### EXCERPTED PASSAGE
□ □ □ □ □

Monday 20 April 2015

SHEDDING LIGHT ON CONCUSSION: near-infrared spectroscopy as a new imaging tool

Photo credit: http://www.huffingtonpost.com/2011/03/14/nhl-concussion-rules_n_835568.html




@jeffreyfdunn

Check out our paper. We paid $3200 USD for open access with the publisher Liebert so I hope someone has a look!! Liebert has been great to work with. I hope they are able to reduce this cost, however, to make open access more accessible in future (small editorial comment).

Here is the online reference number.  10.1089/neu.2014.3577

If that doesn’t work, search on the authors and/or title:

Urban, K. J., K. Barlow, B. G. Goodyear, J. J. Jimenez and J. F. Dunn (2014) Functional Near-Infrared Spectroscopy Reveals Reduced Inter-hemispheric Cortical Communication Following Pediatric Concussion. J Neurotrauma (ahead of print. doi:10.1089/neu.2014.3577




PAPER SUMMARY:
If you are into concussions (for academic or personal reasons, not because you like them..) you probably realize that there is no imaging method in regular clinical use that can detect or monitor concussion reliably. This has placed a major burden on all groups from the individual who has a head injury, to those such as coaches, parents, family, first responders, the family doctor, neurologists etc etc. Everyone wants to know—is the brain injured? When can I return to activity?

There may be light at the end of the tunnel. There are new imaging methods under active investigation. They fall into groups, depending on the target of injury. For instance, PET or magnetic resonance spectroscopy (MRS) may be useful for detecting metabolic injury. MRI may be useful at detecting damage to large fiber tracts through the brain using diffusion tensor imaging. The new kid on the block, however, is based on light—near-infrared spectroscopy (NIRS).

□ □ □ □ □

### SUPPLIED INFORMATION

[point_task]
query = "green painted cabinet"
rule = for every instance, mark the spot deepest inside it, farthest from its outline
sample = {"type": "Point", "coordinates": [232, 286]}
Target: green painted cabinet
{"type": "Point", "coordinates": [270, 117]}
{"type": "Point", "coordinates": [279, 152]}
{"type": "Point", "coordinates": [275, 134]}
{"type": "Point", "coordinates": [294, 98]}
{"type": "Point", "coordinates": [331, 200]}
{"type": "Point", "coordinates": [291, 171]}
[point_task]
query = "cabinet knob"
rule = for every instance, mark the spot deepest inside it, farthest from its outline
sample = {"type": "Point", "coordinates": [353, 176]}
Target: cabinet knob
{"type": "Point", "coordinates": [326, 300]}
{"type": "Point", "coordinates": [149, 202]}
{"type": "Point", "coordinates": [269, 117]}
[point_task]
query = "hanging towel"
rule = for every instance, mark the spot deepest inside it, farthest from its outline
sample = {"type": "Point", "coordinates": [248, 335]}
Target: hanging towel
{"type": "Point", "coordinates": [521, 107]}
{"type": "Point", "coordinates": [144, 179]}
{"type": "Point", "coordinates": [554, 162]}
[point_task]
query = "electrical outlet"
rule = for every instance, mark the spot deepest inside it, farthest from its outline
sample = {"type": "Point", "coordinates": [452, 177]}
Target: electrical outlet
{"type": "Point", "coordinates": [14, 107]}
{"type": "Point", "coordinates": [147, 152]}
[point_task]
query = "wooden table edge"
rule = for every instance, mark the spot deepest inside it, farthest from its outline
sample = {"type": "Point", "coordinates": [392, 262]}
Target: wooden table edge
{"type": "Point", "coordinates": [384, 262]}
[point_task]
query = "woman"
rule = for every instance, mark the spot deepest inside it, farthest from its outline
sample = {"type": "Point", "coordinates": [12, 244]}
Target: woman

□ □ □ □ □

### WORK TASK
Resume the blog post about near-infrared spectroscopy as a concussion imaging tool, starting right after its last sentence.

### RESULT
Some background: the main oxygen carrying compound in blood is hemoglobin. Hemoglobin absorbs light differently depending on whether it is oxygenated or not. Oxy-hemoglobin has oxygen bound to it and deoxyhemoglobin does not. Hemoglobin saturation (or blood saturation) is the percent of the total hemoglobin in blood that is bound to oxygen. In arteries, this is about 98-100% at sealevel. In Calgary, where I live, it is more like 94-96% because Calgary is at an altitude of 1000m, and so there is a bit less oxygen.

With NIRS, one shines light into the brain and measures the changes in oxyhemoglobin and deoxyhemoglobin, based on measuring the difference in absorption of the two compounds.

What does this tell us about brain? It turns out that when brain activates, the increase in blood flow is more than is needed to supply the extra oxygen. As a result, oxygen levels in the human brain actually increase. This causes an increase in oxyhemoglobin and a decrease in deoxyhemoglobin.

Thus, with NIRS, one can measure brain activation by measuring changes in oxy- and deoxyhemoglobin. Not only that, you can do it in a sport arena, a clinic, or an emergency department. The equipment is relatively small—especially when compared with an MRI (which is one of the medical gold standards for mapping brain activation).

What can activation tell us? NIRS can tell if the brain is activating. That alone might be enough to identify some patients. We think a more sensitive measurement would involve studying brain communication. Different parts of the brain are in communication with other parts. When they are communicating, there is a low frequency oscillation in function, and therefore hemoglobin oxygenation. If we compare the frequencies between different regions, say the left and right motor cortex, we get a measure of the level of communication. If either region is damaged, or if the communicating networks in between are damaged, then the communication will go down.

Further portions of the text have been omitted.